Watershed Assessment and Recovery Unit
Announcements
Revised Approach to the Gualala River Watershed
Staff of the North Coast Water Board’s Watershed Assessment and Recovery Unit (WARU) are revising their approach to regulating road-related sediment sources in the Gualala River Watershed and will pivot away from the watershed-specific Gualala Roads Permit. Under the new approach, the WARU team will develop and issue two orders:
- A Gualala River Watershed-specific Investigative Order that requires the inventory, assessment, and prioritization of sediment-generating roads in the watershed. WARU staff anticipate a December 2026 board adoption hearing.
- A regionwide order that requires the inventory, assessment, prioritization, and treatment of sediment-generating roads across the North Coast Region – including the Gualala River Watershed. Preliminary planning and schedule development is currently underway. Staff anticipate initiating public outreach for this project in Spring/Summer 2026. To receive project information as it becomes available, enroll in email notifications at the address below – select “Regionwide Roads Program” from the list of options provided. https://public.govdelivery.com/accounts/CAWRCB/subscriber/new?qsp=north_coast
The revised approach is necessary in order to better align program resources with the expected costs of enrollment, establish a more equitable regulatory program throughout the North Coast Region, and maintain the focus and effort within the Gualala on assessment and prioritization through issuance of the investigative order.
An investigative order is a legally enforceable order that authorizes the North Coast Water Board to require the submission of technical information – in this case, road inventories and assessments. The investigative order will allow WARU staff to maintain momentum toward watershed recovery and ensure that road assessment in the watershed begin promptly, ultimately accelerating road improvement efforts. Contract funds remain dedicated to supporting road assessments required by the investigative order.
This revised approach is not a major departure from that of the Gualala Roads Permit. The key differences impacting the Gualala River Watershed are a shift in timing and the regulatory mechanism of how road assessments and treatments are required. Where the Gualala Roads Permit would have included inventory, assessment, prioritization, and treatment requirements in a single order, the revised approach defers treatment requirements until the regionwide order is adopted.
Contract funds that have been directed to recovery in the Gualala River Watershed will remain. Contracting to support landowners in funding and conducting road assessments in the Gualala River Watershed continues to be developed. The Sonoma Resource Conservation District (Sonoma RCD) will continue forming a Technical Advisory Committee (TAC) to help guide the development of key watershed analyses and road prioritization reports. The Sonoma RCD will also plan and facilitate local community meetings and landowner trainings
Upcoming Public Engagement Opportunities
The WARU team will be holding two virtual staff office hours in the coming weeks. See meeting information below for details. These will be unstructured meetings during which members of the community are encouraged to share any questions or comments they may have about this changing approach to recovery in the Gualala River Watershed.
□ □ □ □ □
ACTIONS TO TAKE
• A. According to the Gualala River Watershed announcement, when do staff expect the board adoption hearing for the investigative order?
• B. Continue the Gualala River Watershed announcement from its last sentence.
□ □ □ □ □
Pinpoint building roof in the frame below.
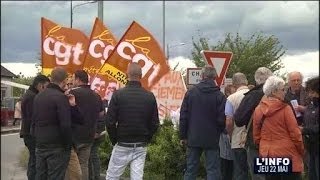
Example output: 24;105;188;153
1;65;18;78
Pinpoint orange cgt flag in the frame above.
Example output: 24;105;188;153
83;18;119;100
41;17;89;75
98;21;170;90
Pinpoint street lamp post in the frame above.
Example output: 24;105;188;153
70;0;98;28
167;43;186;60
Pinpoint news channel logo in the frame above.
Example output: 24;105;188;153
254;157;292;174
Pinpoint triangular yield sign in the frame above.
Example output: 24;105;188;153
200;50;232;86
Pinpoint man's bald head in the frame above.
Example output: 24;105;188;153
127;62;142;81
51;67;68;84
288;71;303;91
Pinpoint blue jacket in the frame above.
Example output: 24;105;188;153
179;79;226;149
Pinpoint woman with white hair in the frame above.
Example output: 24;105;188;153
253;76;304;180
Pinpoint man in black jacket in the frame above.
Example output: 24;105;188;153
□ □ □ □ □
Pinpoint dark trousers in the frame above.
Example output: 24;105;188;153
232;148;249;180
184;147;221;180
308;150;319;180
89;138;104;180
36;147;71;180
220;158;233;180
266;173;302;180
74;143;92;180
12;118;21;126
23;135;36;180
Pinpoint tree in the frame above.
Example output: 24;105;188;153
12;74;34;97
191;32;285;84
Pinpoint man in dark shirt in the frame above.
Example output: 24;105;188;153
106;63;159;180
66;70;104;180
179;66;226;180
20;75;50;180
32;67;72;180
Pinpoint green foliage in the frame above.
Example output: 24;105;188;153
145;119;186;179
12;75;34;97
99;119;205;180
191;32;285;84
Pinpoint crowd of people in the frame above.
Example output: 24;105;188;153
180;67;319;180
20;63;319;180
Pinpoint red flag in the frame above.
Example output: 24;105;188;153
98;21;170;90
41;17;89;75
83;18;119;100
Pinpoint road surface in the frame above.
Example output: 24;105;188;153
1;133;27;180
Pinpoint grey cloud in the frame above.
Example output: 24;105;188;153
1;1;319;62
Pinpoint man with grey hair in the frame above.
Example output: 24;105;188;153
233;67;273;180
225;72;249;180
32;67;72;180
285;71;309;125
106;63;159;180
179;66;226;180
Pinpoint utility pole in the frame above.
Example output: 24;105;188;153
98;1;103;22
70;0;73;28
□ □ □ □ □
TASK-BY-TASK OUTPUTS
• A. In December 2026.

• B.
Monday, December 22, 2025
3:00 pm – 4:00 pm
Join Zoom Meeting
https://waterboards.zoom.us/j/84478470266
Meeting ID: 844 7847 0266
Tuesday, January 6, 2026
5:00 pm – 6:00 pm
Join Zoom Meeting
https://waterboards.zoom.us/j/85054405467
Meeting ID: 850 5440 5467
WARU staff continue to work with the Sonoma RCD to hold three community meetings in the first half of 2026. The first meeting is anticipated to take place in February. Additional details will be posted on the following webpage when available: https://www.waterboards.ca.gov/northcoast/water_issues/programs/waru/.
Please contact us if you have any questions about this shift in the WARU’s approach to roads permitting throughout the North Coast Region.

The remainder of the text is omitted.